[REQUIREMENT 1] Print the section of the PCIe patch review that runs from "No need for" down to "with pciehp.".
[REQUIREMENT 2]
Answer these questions using the PCIe patch review:
(a) What does the reviewer say to drop from the commit log?
(b) Which file does the diff change?
(c) How many insertions and deletions does the change make?
[REQUIREMENT 3] Go on with the PCIe patch review, starting after its last line.

[TEXT TO READ]
No need for markdown in commit logs.  Drop timestamps (I don't think
they are telling us anything useful here).  Indent quoted material a
couple spaces.

Nothing here looks specific to the Intel Root Port or the NVMe device;
I assume any hot-added device could see the same problem, at least
with pciehp.

> To avoid wrongly setting the link speed to 2.5GT/s, only allow
> specific pcie devices to perform link retrain.

s/pcie/PCIe/

> Fixes: a89c82249c37 ("PCI: Work around PCIe link training failures")
> Signed-off-by: Jinhui Guo <guojinhui.liam@bytedance.com>
> ---
>  drivers/pci/quirks.c | 6 +++---
>  1 file changed, 3 insertions(+), 3 deletions(-)
> 
> diff --git a/drivers/pci/quirks.c b/drivers/pci/quirks.c
> index dccb60c1d9cc..59858156003b 100644
> --- a/drivers/pci/quirks.c
> +++ b/drivers/pci/quirks.c
> @@ -91,7 +91,8 @@ int pcie_failed_link_retrain(struct pci_dev *dev)
>  	int ret = -ENOTTY;
>  
>  	if (!pci_is_pcie(dev) || !pcie_downstream_port(dev) ||
> -	    !pcie_cap_has_lnkctl2(dev) || !dev->link_active_reporting)

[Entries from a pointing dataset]
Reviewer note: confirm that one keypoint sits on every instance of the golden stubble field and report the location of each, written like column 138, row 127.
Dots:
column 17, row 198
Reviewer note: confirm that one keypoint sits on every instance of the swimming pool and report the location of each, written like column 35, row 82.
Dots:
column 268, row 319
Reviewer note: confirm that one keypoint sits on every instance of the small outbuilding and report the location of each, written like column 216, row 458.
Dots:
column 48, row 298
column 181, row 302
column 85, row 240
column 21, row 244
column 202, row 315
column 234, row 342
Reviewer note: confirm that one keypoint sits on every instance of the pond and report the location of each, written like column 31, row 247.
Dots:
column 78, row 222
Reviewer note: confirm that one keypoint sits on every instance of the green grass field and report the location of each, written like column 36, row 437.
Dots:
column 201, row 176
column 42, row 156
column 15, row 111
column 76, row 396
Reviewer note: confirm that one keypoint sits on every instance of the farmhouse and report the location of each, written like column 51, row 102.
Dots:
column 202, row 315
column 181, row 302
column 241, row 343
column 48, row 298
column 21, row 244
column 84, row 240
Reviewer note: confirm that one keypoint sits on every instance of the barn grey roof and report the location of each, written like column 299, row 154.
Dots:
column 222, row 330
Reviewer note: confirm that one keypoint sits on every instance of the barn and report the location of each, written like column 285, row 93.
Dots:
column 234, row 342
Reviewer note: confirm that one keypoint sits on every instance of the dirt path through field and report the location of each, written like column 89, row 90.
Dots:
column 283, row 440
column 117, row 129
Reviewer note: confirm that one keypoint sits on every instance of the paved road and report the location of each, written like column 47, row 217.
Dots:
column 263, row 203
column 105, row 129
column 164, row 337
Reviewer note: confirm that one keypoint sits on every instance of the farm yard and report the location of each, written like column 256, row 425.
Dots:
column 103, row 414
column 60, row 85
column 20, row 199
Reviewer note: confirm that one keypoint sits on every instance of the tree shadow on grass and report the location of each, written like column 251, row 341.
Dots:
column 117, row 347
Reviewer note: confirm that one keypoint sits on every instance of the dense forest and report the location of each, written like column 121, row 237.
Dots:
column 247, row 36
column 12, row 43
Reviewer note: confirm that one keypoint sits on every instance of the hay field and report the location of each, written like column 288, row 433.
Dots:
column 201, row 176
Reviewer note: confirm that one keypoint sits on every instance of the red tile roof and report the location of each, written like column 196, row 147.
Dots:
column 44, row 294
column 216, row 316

[RESULT 1]
No need for markdown in commit logs.  Drop timestamps (I don't think
they are telling us anything useful here).  Indent quoted material a
couple spaces.

Nothing here looks specific to the Intel Root Port or the NVMe device;
I assume any hot-added device could see the same problem, at least
with pciehp.

[RESULT 2]
(a) Timestamps
(b) drivers/pci/quirks.c
(c) 3 insertions and 3 deletions

[RESULT 3]
> +	    !pcie_cap_has_lnkctl2(dev) || !dev->link_active_reporting ||
> +		!pci_match_id(ids, dev))
>  		return ret;
>  
>  	pcie_capability_read_word(dev, PCI_EXP_LNKCTL2, &lnkctl2);
> @@ -119,8 +120,7 @@ int pcie_failed_link_retrain(struct pci_dev *dev)
>  	}
>  
>  	if ((lnksta & PCI_EXP_LNKSTA_DLLLA) &&
> -	    (lnkctl2 & PCI_EXP_LNKCTL2_TLS) == PCI_EXP_LNKCTL2_TLS_2_5GT &&
> -	    pci_match_id(ids, dev)) {
> +	    (lnkctl2 & PCI_EXP_LNKCTL2_TLS) == PCI_EXP_LNKCTL2_TLS_2_5GT) {
>  		u32 lnkcap;
>  
>  		pci_info(dev, "removing 2.5GT/s downstream link speed restriction\n");
> -- 
> 2.20.1
>
Lukas Wunner Nov. 8, 2024, 11:11 a.m. UTC | #2
[+cc Maciej, Ilpo]

On Thu, Nov 07, 2024 at 09:34:38AM -0600, Bjorn Helgaas wrote:
> On Thu, Nov 07, 2024 at 10:37:58PM +0800, Jinhui Guo wrote:
> > The link speed is downgraded to 2.5 GT/s when a Samsung NVMe device
> > is hotplugged into a Intel PCIe root port [8086:0db0].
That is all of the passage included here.